### Excerpt

━━━━━━━━

The same day he was tested by Major League Baseball, Bonds specifically asked Anderson to have Bonds tested for steroids to protect himself against possible false test results. Bonds testified “I may have given [the Major League’s document] to Greg [Anderson], Because when I took the sample — when I took the test I wanted to make sure, like I said earlier, because I don’t trust baseball, to make sure that they don’t come back to me and try to say: ‘X, Y, Z,’ that I protect myself.” In giving Anderson Major League Baseball’s form, Bonds specifically directed Anderson to have BALCO verify or refute the results of Major League Baseball’s steroids test. After the BALCO test results came back, Anderson told Bonds that Bonds had tested negative for steroids.
In May or June 2003, Bonds posed for photographs with Conte and sat for an interview as part of an advertisement for BALCO in Muscle & Fitness magazine. In the advertisement, Bonds discussed the “drawing of blood” and “being able to analyze your levels of your body.” Bonds appeared in the advertisement for free. No one testified before a grand jury that BALCO charged Anderson or Bonds for the blood and urine testing.
In 2002 or 2003, Anderson began providing Bonds with a liquid Bonds testified was flax seed oil, and with a cream. Bonds testified Anderson administered the cream to Bonds directly, and did not give Bonds the cream for Bonds to use on himself. Bonds testified he never knew what the cream or the liquid contained; Anderson never told him and Bonds never asked.

━━━━━━━━

### Tasks to carry out
**1.** Find every line in the rows below that contains the word "circular", and copy each of those lines.
**2.** Extend the passage about Bonds, Anderson, and BALCO past its last sentence.

━━━━━━━━

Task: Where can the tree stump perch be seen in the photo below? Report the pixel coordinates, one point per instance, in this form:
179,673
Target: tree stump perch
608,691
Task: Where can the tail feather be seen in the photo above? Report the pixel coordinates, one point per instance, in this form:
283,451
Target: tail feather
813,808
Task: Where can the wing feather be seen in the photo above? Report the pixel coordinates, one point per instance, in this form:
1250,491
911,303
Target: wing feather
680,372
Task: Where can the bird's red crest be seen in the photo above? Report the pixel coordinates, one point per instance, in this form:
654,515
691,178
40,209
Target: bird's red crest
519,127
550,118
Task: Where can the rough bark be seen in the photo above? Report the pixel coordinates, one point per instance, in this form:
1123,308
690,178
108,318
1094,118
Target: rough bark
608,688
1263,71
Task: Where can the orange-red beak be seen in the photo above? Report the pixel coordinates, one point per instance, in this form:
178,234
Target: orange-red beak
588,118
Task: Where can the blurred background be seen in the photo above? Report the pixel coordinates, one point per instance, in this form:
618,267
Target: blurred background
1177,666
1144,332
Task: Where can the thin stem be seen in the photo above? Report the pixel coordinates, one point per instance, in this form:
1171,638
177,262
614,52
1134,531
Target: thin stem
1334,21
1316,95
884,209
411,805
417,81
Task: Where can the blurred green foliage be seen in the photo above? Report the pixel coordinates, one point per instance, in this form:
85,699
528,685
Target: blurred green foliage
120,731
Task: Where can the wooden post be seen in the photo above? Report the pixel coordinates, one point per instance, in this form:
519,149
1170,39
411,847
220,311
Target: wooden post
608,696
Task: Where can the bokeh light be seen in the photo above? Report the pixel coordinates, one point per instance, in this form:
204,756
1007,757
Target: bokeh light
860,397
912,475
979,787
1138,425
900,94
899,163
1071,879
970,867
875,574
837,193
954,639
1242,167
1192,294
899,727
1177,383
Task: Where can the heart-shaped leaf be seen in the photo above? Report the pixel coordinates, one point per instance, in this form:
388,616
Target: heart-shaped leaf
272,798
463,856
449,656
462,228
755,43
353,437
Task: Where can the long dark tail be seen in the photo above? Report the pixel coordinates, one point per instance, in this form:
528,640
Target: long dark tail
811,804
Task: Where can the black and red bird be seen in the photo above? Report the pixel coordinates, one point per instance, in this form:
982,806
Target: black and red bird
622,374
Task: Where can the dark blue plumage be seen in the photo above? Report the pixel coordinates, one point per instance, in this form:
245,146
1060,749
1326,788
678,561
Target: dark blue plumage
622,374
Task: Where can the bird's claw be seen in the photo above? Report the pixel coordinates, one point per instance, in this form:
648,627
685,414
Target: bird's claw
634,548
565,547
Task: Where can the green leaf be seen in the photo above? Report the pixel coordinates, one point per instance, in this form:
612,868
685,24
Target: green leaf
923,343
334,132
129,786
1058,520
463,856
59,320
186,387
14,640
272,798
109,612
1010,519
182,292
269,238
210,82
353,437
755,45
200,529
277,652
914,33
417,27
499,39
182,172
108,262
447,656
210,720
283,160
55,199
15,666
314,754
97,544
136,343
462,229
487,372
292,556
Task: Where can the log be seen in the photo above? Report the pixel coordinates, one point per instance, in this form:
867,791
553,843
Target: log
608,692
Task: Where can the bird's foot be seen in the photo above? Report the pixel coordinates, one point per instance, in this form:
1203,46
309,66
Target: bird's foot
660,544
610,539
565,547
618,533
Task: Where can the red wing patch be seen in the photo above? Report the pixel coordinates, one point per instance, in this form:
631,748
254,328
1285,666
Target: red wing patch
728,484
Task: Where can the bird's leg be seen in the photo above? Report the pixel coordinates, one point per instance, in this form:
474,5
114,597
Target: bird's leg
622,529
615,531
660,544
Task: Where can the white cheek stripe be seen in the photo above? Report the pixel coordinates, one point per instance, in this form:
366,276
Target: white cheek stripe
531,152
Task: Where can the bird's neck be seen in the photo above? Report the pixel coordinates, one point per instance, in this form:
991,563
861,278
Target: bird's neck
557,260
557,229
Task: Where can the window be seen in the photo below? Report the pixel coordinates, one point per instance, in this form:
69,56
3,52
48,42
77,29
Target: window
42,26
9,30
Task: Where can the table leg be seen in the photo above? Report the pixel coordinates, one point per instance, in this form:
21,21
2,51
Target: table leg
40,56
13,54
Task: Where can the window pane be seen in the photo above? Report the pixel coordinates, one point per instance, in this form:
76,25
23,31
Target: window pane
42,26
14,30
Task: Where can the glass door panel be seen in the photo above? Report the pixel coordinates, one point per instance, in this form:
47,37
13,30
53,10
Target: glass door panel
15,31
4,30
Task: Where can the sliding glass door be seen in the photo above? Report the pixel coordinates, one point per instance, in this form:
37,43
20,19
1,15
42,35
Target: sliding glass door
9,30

━━━━━━━━

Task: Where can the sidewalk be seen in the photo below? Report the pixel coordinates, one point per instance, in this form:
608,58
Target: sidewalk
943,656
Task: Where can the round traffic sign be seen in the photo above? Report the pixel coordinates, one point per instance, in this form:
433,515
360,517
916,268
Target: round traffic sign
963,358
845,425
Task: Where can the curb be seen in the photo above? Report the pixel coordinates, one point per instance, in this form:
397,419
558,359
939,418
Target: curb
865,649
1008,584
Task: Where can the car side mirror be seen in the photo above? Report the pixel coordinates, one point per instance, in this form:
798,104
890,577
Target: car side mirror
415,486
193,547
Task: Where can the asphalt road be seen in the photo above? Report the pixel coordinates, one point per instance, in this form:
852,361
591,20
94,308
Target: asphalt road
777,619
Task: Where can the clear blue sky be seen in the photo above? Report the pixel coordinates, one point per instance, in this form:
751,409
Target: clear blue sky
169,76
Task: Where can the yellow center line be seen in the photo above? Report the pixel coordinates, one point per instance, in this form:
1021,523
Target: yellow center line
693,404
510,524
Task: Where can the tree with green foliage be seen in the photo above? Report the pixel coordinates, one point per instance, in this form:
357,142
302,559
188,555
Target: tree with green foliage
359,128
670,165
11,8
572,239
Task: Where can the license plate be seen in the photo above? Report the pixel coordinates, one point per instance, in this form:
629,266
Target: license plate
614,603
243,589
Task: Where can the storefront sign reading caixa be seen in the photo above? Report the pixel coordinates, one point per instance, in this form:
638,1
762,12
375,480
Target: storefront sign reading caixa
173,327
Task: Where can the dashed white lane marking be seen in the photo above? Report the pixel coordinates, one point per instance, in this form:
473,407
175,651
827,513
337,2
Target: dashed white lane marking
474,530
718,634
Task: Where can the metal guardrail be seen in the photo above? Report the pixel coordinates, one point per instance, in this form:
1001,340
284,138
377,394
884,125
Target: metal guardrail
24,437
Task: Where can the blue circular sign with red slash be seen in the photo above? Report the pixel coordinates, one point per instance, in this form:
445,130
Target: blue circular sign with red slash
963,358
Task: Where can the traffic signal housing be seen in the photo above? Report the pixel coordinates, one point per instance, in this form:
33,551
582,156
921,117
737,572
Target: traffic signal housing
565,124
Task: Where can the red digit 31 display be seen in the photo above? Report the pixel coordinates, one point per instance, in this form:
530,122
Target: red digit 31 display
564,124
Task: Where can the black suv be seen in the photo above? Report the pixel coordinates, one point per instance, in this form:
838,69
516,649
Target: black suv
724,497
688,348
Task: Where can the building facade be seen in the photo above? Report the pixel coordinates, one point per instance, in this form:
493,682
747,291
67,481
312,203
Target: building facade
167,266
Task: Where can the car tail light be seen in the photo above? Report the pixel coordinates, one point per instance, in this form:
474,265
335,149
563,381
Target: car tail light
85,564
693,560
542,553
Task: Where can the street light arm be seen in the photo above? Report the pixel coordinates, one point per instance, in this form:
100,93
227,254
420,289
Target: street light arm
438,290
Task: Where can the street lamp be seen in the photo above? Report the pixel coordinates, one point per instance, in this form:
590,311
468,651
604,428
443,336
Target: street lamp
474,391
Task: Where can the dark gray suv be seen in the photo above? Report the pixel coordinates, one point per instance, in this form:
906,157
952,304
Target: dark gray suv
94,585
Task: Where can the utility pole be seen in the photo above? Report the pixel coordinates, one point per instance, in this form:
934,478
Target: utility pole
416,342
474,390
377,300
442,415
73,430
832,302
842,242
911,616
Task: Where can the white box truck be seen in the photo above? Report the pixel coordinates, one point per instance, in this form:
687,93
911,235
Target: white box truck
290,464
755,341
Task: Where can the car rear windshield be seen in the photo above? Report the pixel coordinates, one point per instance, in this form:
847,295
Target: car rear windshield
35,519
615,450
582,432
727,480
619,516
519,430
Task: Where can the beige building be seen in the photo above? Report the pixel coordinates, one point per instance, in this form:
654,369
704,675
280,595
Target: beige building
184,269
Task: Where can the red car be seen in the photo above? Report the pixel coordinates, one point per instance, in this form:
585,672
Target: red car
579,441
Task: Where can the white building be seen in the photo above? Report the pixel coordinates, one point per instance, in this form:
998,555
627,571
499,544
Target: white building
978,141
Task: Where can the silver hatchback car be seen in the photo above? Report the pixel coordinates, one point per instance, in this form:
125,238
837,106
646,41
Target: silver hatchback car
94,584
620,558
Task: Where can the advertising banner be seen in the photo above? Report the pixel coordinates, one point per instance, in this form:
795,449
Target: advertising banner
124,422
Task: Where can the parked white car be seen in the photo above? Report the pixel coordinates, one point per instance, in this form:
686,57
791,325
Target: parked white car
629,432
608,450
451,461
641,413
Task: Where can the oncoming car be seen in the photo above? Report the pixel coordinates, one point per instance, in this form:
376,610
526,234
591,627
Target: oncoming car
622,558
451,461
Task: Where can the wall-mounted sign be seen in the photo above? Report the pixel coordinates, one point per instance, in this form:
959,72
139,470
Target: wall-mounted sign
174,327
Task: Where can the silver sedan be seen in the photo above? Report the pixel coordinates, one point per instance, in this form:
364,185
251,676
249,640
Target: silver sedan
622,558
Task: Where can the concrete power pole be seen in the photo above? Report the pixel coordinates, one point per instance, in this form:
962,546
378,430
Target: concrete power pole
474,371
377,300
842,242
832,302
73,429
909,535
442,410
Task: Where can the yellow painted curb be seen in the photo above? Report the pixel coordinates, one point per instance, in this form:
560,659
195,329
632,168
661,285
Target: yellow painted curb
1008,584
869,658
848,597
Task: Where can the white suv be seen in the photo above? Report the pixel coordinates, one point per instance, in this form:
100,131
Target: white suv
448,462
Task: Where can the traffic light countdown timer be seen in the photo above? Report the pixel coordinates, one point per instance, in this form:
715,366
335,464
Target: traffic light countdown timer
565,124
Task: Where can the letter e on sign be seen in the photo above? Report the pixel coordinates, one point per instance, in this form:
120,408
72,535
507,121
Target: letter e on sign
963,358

━━━━━━━━

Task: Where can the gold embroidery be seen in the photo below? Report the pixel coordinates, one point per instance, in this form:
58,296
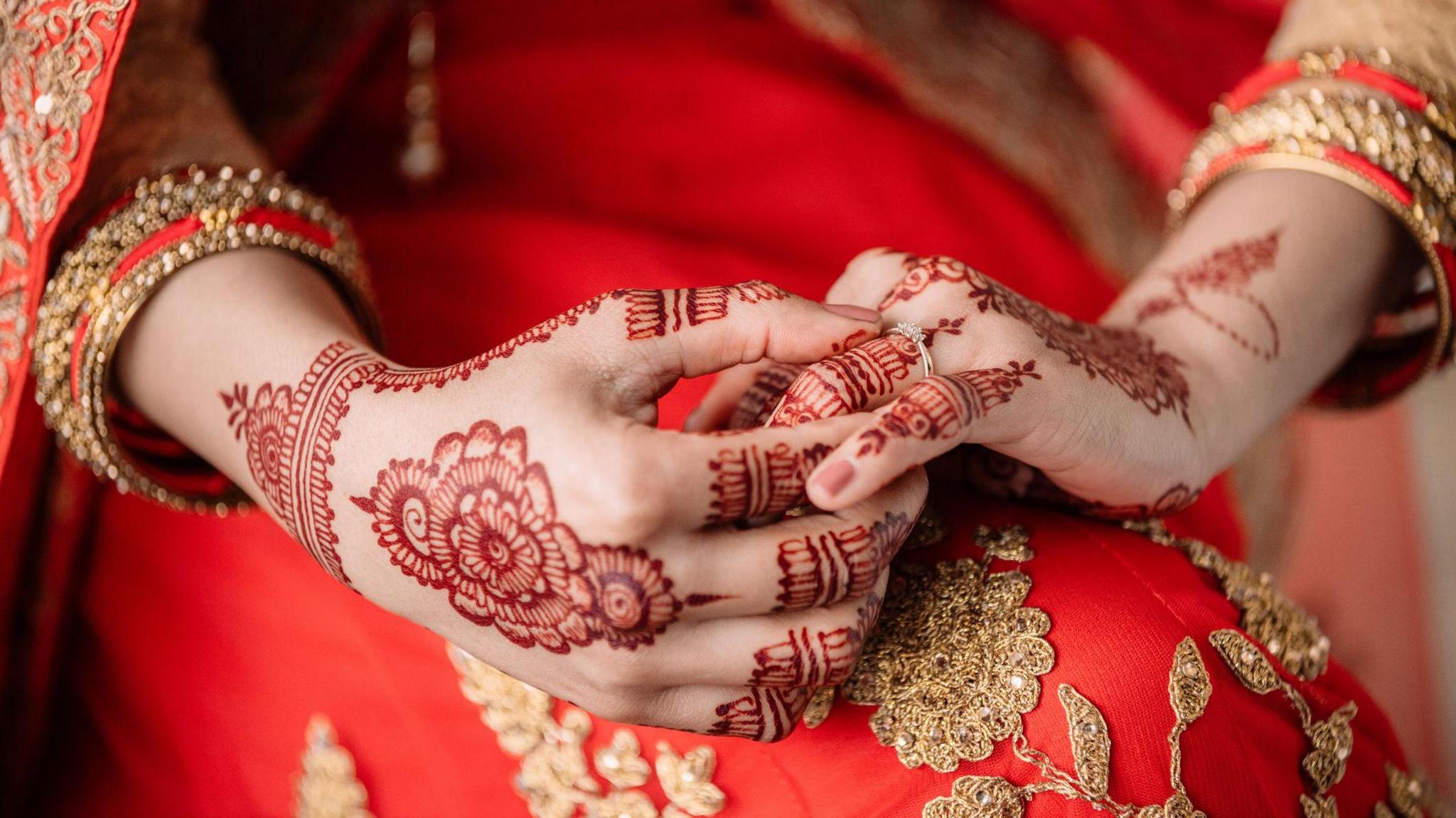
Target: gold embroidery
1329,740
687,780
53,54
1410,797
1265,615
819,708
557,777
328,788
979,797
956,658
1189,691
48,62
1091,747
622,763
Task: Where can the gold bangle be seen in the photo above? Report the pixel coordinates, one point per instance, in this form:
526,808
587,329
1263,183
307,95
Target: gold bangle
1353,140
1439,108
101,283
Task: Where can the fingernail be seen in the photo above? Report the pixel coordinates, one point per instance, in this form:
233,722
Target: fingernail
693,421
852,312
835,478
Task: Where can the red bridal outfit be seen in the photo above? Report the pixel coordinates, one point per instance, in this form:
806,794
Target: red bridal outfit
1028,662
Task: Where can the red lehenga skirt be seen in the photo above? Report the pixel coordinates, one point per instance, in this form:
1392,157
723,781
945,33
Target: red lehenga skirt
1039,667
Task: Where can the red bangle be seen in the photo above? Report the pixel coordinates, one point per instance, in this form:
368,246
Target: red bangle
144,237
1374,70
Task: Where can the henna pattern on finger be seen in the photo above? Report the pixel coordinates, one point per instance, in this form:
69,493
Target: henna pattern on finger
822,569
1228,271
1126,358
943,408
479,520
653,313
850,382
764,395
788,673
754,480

━━━━━━━━

### Results of the exercise
**1.**
Task: Where can the blue circular sign with red slash be seen in the photo above? Report the pixel coordinates, one point per instance, in this form:
Target: blue circular sign with red slash

**2.**
Bonds testified he never paid for the blood or urine testing, the cream, the flax seed oil, or any other product from Anderson or BALCO. Bonds did, however, pay Anderson $15,000 annually for Anderson’s weight training services.
We review a district court’s ruling excluding evidence for abuse of discretion. United States v. Alarcon-Simi, 300 F.3d 1172, 1175 (9th Cir.2002). A district court must decide preliminary questions of evidence under Rule 104(b).
[T]he first step of our abuse of discretion test is to determine de novo whether the trial court identified the correct legal rule to apply to the relief requested. If the trial court failed to do so, we much conclude it abused its discretion .... [T]he second step of our abuse of discretion test is to determine whether the trial court’s application of the correct legal standard was (1) illogical, (2) implausible, or (3) without support in inferences that may be drawn from the facts in the record. If any of these three apply, only then are we able to have a definite and firm conviction that the district court reached a conclusion that was a mistake or was not among its permissible options, and thus that it abused its discretion by making a clearly erroneous finding of fact.
Hinkson, 585 F.3d at 1261-62 (internal citations and quotation marks omitted).
If the trial court did not apply the correct legal standard, or its application of the correct legal standard to the facts was illogical, implausible, or without support in inferences that may be drawn from the facts in the record, then the trial court abused its discretion. Id. If the error was not harmless, then we must reverse. Id.
III. Analysis
A. Anderson’s Statements Are Admissible Under Rules 801(d)(2)(D) (statements of an agent related to a matter within the scope of his authority) and 801(d)(2)(C) (authorized admissions).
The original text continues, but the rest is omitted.